── Provided text

These senior managers all valued difference in the generic sense and constructed it as ‘normal.’ They felt that there was ‘lots of room’ for difference in their organizations because ‘diversity adds to quality and social interactions’ (minority manager in public safety). A majority manager in healthcare exclaimed that ‘Of course you can be different; you have to work in a manner that suits you!’ while another claimed that difference is ‘something extra a person brings to the organization.’ The healthcare managers saw their sector as being more socially diverse than other sectors. An ethnic minority manager explained that social diversity is inherent in the health sector, especially in the primary activity, because ‘everyone [needing healthcare] has something wrong with them … therefore they [managers] are used to diversity and take that into account … This can help in recruitment so that more people in those categories apply for jobs with us.’ Respondents in healthcare also perceived work in their sector as a place where there is room for visible sexual diversity. An ethnic majority manager explained that ‘there are many homosexuals in this area; actually, noticeably many.’ Another majority manager explained how this assumption has become a self-fulfilling prophecy: ‘The fact that we have many gays and lesbians is a historical process. Perhaps they are more accepted here [in health].’ Such positive comments suggest that these managers normalized organizational diversity with the use of the business case for diversity. Diversity was described as being of organizational value because organizations were assumed to profit from it, not so much in financial terms but in terms of societal image.

Added value of minorities

Healthcare and public safety managers argued that the socio-demographic composition of the workforce had to reflect the client/population. An ethnic minority manager in healthcare argued that ‘Where possible we try to reflect the diversity in the client population.’ A majority healthcare manager echoed this argument: ‘We want to have the greatest possible diversity in our workforce and do our best to make it so.’ A majority manager contended that attention to ethnic diversity is a necessity in public safety because these organizations have a public function. Similarly, a minority manager in public safety argued that ethnic diversity

is desirable because it makes us more flexible and enhances our interactions with the population; the presence of people with different backgrounds gives everyone room to be more open and be transparent in their actions.

────

=== Required work ===
(a) From the passage on managers' views of workplace diversity, reproduce the part that begins with the words containing "Added value of" and ends with "in their actions.".
(b) List every bracketed insertion that appears inside a quotation in the passage on managers' views of workplace diversity.

── Information supplied

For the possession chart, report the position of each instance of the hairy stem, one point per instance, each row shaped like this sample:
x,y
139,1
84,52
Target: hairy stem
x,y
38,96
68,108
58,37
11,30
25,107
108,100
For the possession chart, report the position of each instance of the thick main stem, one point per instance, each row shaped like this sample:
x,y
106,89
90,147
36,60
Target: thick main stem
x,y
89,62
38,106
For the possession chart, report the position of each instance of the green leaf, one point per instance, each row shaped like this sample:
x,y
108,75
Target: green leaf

────
── Information supplied

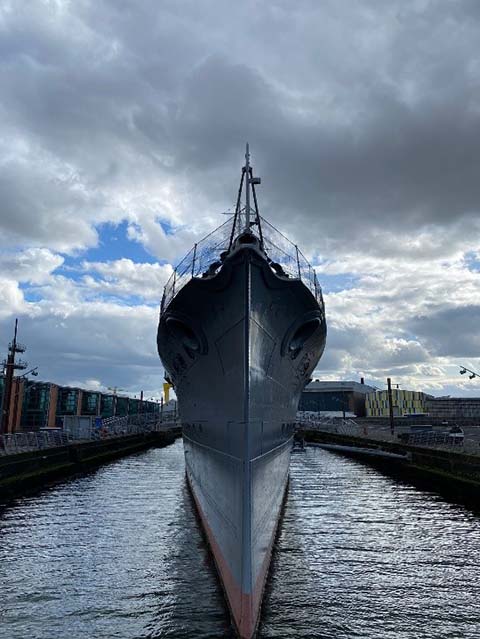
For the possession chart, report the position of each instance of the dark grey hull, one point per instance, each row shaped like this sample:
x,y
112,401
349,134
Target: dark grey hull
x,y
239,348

────

=== Per-task outputs ===
(a)
Added value of minorities

Healthcare and public safety managers argued that the socio-demographic composition of the workforce had to reflect the client/population. An ethnic minority manager in healthcare argued that ‘Where possible we try to reflect the diversity in the client population.’ A majority healthcare manager echoed this argument: ‘We want to have the greatest possible diversity in our workforce and do our best to make it so.’ A majority manager contended that attention to ethnic diversity is a necessity in public safety because these organizations have a public function. Similarly, a minority manager in public safety argued that ethnic diversity

is desirable because it makes us more flexible and enhances our interactions with the population; the presence of people with different backgrounds gives everyone room to be more open and be transparent in their actions.

(b)
[needing healthcare]
[managers]
[in health]